START Excerpted text

Austria-based think tank

The Initiative Pro Mitteleuropa - Middleeuropean Initiative (also Forum Fürstenfeld) in short ("IPM") is an international think tank, based in Vienna.
President of IPM is Philipp Depisch from Austria.

== History ==
The foundation took place in Vienna on Nov. 20th 2010.

On January 12, 2012, IPM was a co-organizer of an international forum in Vienna, which was attended by representatives from 14 states.

From August 23 to August 25, 2013, IPM International and IPM Slovenia conducted the first "local event" of YEPP together with the "Youth of the Slovenian Democratic Party" (SDM) in Ptuj/Slovenia. There the participants from Hungary, Austria and Slovenia discussed the topic of youth employment.

IPM again co-hosted a large international conference on July 2, 2014, in Vienna. 110 guests from 16 nations discussed the issue of "European energy policy".

END Excerpted text

Work item A >> List every date or date range given in the text on the Initiative Pro Mitteleuropa, in the order it appears.
Work item B >> Reproduce the passage of the text on the Initiative Pro Mitteleuropa starting with "Austria-based think tank" and going on through "Nov. 20th 2010.".

START Data below

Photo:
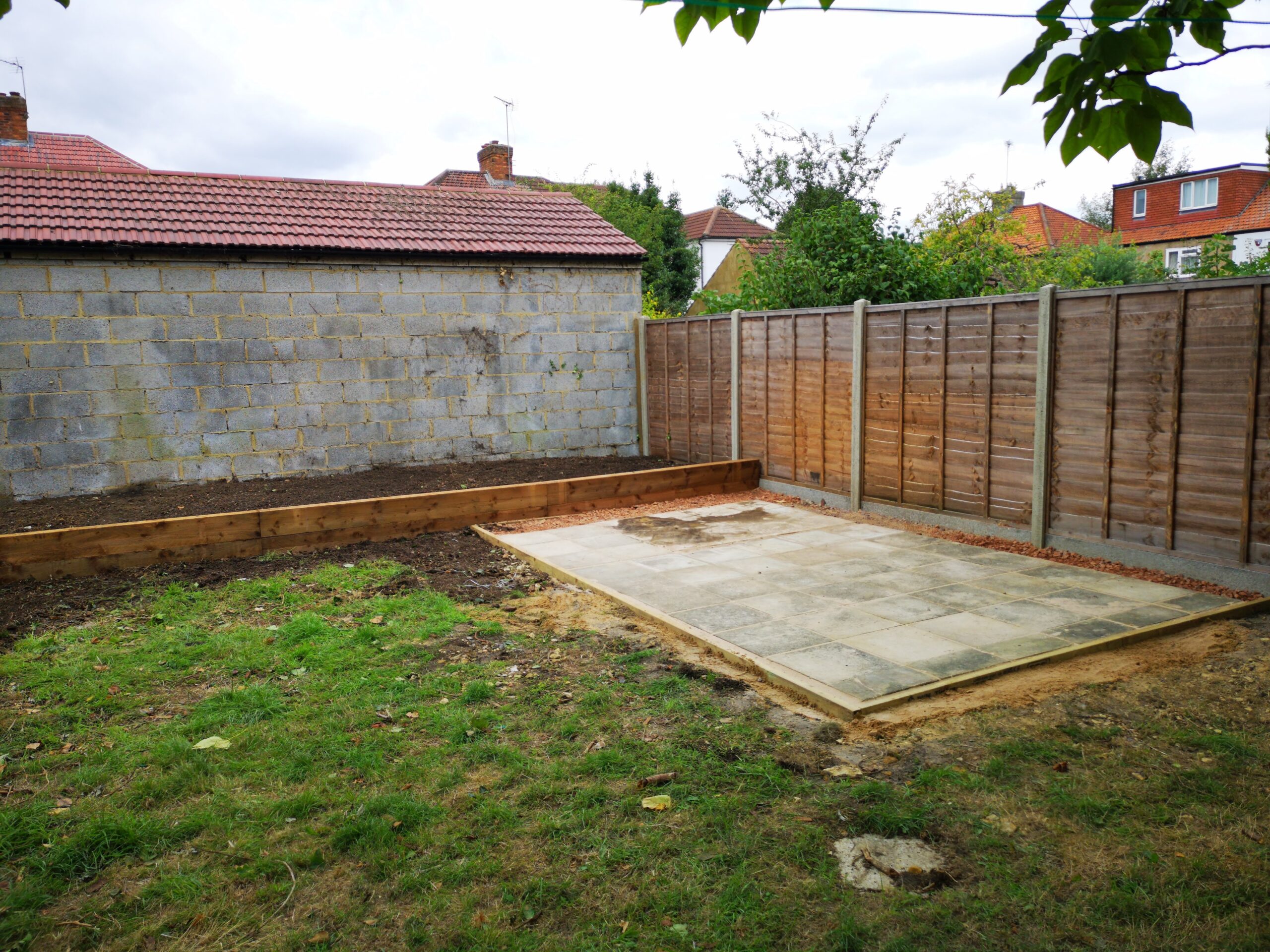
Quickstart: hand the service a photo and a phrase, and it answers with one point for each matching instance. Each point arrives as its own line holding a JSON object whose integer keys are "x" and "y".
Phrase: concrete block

END Data below

Exercise response A >>
- Nov. 20th 2010
- January 12, 2012
- August 23 to August 25, 2013
- July 2, 2014

Exercise response B >>
Austria-based think tank

The Initiative Pro Mitteleuropa - Middleeuropean Initiative (also Forum Fürstenfeld) in short ("IPM") is an international think tank, based in Vienna.
President of IPM is Philipp Depisch from Austria.

== History ==
The foundation took place in Vienna on Nov. 20th 2010.